*Task objective*:
Every record that appears below should be transcribed exactly.

[Saved data entries]

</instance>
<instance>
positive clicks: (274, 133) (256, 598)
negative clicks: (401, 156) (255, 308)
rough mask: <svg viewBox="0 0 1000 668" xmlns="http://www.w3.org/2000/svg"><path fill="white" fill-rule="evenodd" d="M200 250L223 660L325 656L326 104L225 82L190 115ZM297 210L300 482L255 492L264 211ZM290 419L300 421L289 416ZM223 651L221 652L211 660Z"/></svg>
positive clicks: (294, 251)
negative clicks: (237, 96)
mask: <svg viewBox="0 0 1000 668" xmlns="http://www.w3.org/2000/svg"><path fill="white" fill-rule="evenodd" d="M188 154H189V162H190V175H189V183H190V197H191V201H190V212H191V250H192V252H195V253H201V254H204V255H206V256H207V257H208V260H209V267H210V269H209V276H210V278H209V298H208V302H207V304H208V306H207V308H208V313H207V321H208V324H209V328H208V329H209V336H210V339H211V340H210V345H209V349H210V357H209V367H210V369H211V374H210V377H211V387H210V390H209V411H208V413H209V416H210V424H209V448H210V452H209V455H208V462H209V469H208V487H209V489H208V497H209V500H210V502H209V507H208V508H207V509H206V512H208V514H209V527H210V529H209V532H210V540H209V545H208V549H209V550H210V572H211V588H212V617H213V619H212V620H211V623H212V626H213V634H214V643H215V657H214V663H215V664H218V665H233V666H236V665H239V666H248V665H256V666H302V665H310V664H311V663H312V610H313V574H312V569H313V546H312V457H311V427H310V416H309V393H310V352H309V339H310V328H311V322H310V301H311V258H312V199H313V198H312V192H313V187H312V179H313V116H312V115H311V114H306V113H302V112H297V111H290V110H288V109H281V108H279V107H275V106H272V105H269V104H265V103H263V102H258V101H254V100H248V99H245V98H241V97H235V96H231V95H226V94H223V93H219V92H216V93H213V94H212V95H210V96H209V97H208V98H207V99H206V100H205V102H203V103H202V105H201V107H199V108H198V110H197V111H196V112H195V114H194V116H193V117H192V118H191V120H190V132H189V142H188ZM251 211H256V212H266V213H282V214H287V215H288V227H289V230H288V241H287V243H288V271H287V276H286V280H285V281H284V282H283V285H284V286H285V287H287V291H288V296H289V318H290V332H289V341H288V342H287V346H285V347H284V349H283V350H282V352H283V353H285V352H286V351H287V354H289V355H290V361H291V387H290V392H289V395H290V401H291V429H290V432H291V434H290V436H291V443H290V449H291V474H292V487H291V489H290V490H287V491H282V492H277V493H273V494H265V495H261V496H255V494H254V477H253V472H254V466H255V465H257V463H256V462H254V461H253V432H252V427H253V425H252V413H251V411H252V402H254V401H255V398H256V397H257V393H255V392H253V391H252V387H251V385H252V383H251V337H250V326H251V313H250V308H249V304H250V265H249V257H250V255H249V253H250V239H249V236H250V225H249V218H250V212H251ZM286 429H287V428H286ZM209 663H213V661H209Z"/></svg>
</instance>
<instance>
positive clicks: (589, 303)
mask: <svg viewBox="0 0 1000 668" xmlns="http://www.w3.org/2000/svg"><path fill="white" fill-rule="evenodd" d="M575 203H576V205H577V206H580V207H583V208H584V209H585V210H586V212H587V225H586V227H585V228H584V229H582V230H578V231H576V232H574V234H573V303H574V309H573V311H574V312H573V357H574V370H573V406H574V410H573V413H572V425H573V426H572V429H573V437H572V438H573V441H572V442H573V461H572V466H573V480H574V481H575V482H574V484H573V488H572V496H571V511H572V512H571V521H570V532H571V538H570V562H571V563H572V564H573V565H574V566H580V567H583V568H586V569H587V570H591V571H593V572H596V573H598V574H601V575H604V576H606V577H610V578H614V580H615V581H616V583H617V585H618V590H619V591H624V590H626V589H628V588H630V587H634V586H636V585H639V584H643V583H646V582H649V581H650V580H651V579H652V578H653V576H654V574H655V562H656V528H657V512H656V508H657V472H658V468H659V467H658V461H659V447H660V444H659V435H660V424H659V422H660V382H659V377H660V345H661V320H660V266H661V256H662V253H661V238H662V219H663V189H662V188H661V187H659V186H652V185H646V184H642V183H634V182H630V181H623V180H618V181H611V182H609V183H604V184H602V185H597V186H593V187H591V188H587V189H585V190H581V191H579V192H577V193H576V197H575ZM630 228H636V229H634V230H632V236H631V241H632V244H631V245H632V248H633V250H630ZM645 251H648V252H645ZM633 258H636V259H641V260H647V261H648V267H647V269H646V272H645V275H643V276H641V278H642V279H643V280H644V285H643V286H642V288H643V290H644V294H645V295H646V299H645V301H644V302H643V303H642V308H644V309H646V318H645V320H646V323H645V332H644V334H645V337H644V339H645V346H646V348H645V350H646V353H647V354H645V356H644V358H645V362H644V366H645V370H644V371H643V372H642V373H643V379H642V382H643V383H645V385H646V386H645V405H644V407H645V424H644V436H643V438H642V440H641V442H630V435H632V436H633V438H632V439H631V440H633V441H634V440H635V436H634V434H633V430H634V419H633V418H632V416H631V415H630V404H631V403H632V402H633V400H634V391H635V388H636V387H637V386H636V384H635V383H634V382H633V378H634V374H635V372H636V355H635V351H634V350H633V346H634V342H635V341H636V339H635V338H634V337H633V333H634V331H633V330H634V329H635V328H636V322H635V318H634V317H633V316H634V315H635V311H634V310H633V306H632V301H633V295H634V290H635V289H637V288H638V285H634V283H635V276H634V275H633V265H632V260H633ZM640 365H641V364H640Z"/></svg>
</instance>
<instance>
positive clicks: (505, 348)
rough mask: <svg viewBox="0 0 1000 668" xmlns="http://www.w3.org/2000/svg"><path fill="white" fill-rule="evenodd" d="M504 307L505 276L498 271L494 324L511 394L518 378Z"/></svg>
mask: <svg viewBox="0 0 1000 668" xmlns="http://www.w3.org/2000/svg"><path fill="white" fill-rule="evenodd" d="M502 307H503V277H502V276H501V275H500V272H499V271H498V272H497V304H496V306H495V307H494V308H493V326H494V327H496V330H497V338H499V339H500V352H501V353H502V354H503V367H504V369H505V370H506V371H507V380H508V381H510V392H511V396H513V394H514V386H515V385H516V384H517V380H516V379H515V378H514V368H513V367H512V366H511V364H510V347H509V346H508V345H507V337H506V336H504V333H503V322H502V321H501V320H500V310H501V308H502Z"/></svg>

*Exercise output*:
</instance>
<instance>
positive clicks: (274, 133) (256, 598)
negative clicks: (401, 156) (255, 308)
rough mask: <svg viewBox="0 0 1000 668" xmlns="http://www.w3.org/2000/svg"><path fill="white" fill-rule="evenodd" d="M200 250L223 660L325 656L326 104L225 82L190 115ZM297 210L300 482L255 492L264 211ZM290 419L300 421L289 416ZM223 651L221 652L211 660Z"/></svg>
positive clicks: (294, 251)
negative clicks: (237, 96)
mask: <svg viewBox="0 0 1000 668" xmlns="http://www.w3.org/2000/svg"><path fill="white" fill-rule="evenodd" d="M188 154H189V162H190V175H189V183H190V197H191V201H190V212H191V250H192V252H195V253H201V254H204V255H206V256H207V257H208V260H209V267H210V269H209V276H210V278H209V298H208V302H207V304H208V306H207V308H208V313H207V321H208V324H209V328H208V329H209V336H210V339H211V340H210V345H209V349H210V357H209V367H210V369H211V374H210V377H211V387H210V390H209V411H208V413H209V416H210V424H209V448H210V452H209V455H208V462H209V469H208V487H209V489H208V497H209V500H210V502H209V507H208V508H207V509H206V512H208V514H209V527H210V529H209V532H210V540H209V545H208V549H209V550H210V572H211V588H212V617H213V619H212V620H211V623H212V626H213V634H214V643H215V657H214V663H215V664H218V665H233V666H236V665H239V666H248V665H256V666H302V665H310V664H311V663H312V610H313V574H312V569H313V546H312V457H311V427H310V416H309V393H310V352H309V339H310V328H311V322H310V301H311V258H312V199H313V198H312V192H313V187H312V179H313V116H312V115H311V114H306V113H302V112H297V111H290V110H288V109H281V108H279V107H275V106H272V105H269V104H265V103H263V102H258V101H254V100H248V99H245V98H241V97H235V96H231V95H226V94H223V93H219V92H216V93H213V94H212V95H210V96H209V97H208V98H207V99H206V100H205V102H203V103H202V105H201V107H199V108H198V110H197V111H196V112H195V114H194V116H193V117H192V118H191V120H190V132H189V142H188ZM251 211H256V212H266V213H282V214H287V215H288V227H289V230H288V241H287V243H288V271H287V276H286V280H285V281H284V282H283V285H284V286H285V287H287V291H288V296H289V318H290V332H289V341H288V342H287V346H285V347H284V349H283V350H282V352H283V353H285V352H286V351H287V354H289V355H290V361H291V387H290V392H289V395H290V401H291V429H290V432H291V434H290V436H291V443H290V449H291V474H292V487H291V489H290V490H287V491H282V492H277V493H273V494H265V495H261V496H255V494H254V477H253V472H254V466H255V465H257V463H256V462H254V461H253V432H252V427H253V425H252V413H251V411H252V402H254V401H255V398H256V397H257V393H255V392H253V391H252V387H251V385H252V383H251V337H250V326H251V313H250V308H249V304H250V265H249V257H250V255H249V253H250V239H249V236H250V225H249V218H250V212H251ZM286 429H287V428H286ZM209 663H213V661H209Z"/></svg>
</instance>
<instance>
positive clicks: (589, 303)
mask: <svg viewBox="0 0 1000 668" xmlns="http://www.w3.org/2000/svg"><path fill="white" fill-rule="evenodd" d="M575 203H576V205H577V206H580V207H583V208H584V209H585V210H586V212H587V225H586V227H585V228H584V229H582V230H578V231H576V232H574V234H573V303H574V309H573V311H574V312H573V357H574V370H573V406H574V410H573V413H572V425H573V426H572V429H573V437H572V438H573V441H572V442H573V461H572V466H573V480H574V481H575V482H574V484H573V488H572V496H571V511H572V512H571V521H570V532H571V538H570V562H571V563H572V564H573V565H574V566H580V567H583V568H586V569H587V570H591V571H593V572H596V573H598V574H601V575H604V576H606V577H610V578H614V580H615V581H616V583H617V585H618V590H619V591H624V590H626V589H628V588H630V587H634V586H636V585H639V584H643V583H646V582H649V581H650V580H651V579H652V578H653V576H654V574H655V562H656V528H657V512H656V508H657V472H658V468H659V467H658V461H659V447H660V444H659V435H660V424H659V422H660V382H659V377H660V345H661V320H660V266H661V256H662V253H661V238H662V219H663V189H662V188H661V187H659V186H652V185H646V184H642V183H634V182H630V181H623V180H618V181H611V182H609V183H604V184H602V185H597V186H593V187H591V188H587V189H585V190H581V191H579V192H577V193H576V197H575ZM630 228H636V229H634V230H632V236H631V241H632V244H631V245H632V248H633V250H630ZM645 251H648V252H645ZM633 258H636V259H641V260H647V261H648V267H647V269H646V272H645V275H643V276H641V278H642V279H643V280H644V285H643V286H642V288H643V290H644V294H645V295H646V299H645V301H644V302H643V303H642V308H644V309H646V318H645V320H646V323H645V332H644V334H645V337H644V339H645V346H646V348H645V350H646V353H647V354H645V356H644V358H645V362H644V366H645V370H644V371H643V372H642V373H643V379H642V382H643V383H645V385H646V386H645V405H644V407H645V424H644V436H643V438H642V440H641V442H630V435H632V436H633V438H632V439H631V440H633V441H634V440H635V436H634V434H633V430H634V419H633V418H632V416H631V415H630V404H631V403H632V402H633V400H634V391H635V388H636V387H637V386H636V384H635V383H634V382H633V378H634V374H635V372H636V355H635V351H634V350H633V346H634V342H635V341H636V339H635V338H634V337H633V333H634V331H633V330H634V329H635V328H636V322H635V318H634V317H633V316H634V315H635V311H634V310H633V306H632V301H633V295H634V290H635V289H637V288H638V285H634V283H635V276H634V275H633V265H632V260H633ZM640 365H641V364H640Z"/></svg>
</instance>
<instance>
positive clicks: (505, 348)
rough mask: <svg viewBox="0 0 1000 668" xmlns="http://www.w3.org/2000/svg"><path fill="white" fill-rule="evenodd" d="M504 307L505 276L498 271L494 324L511 394L518 378Z"/></svg>
mask: <svg viewBox="0 0 1000 668" xmlns="http://www.w3.org/2000/svg"><path fill="white" fill-rule="evenodd" d="M502 307H503V277H502V276H501V275H500V272H499V271H498V272H497V304H496V306H495V307H494V308H493V326H494V327H496V330H497V338H499V339H500V352H501V353H502V354H503V367H504V369H505V370H506V371H507V380H508V381H510V392H511V396H513V394H514V386H515V385H516V384H517V380H516V379H515V378H514V368H513V367H512V366H511V364H510V347H509V346H508V345H507V337H506V336H504V333H503V322H502V321H501V320H500V310H501V308H502Z"/></svg>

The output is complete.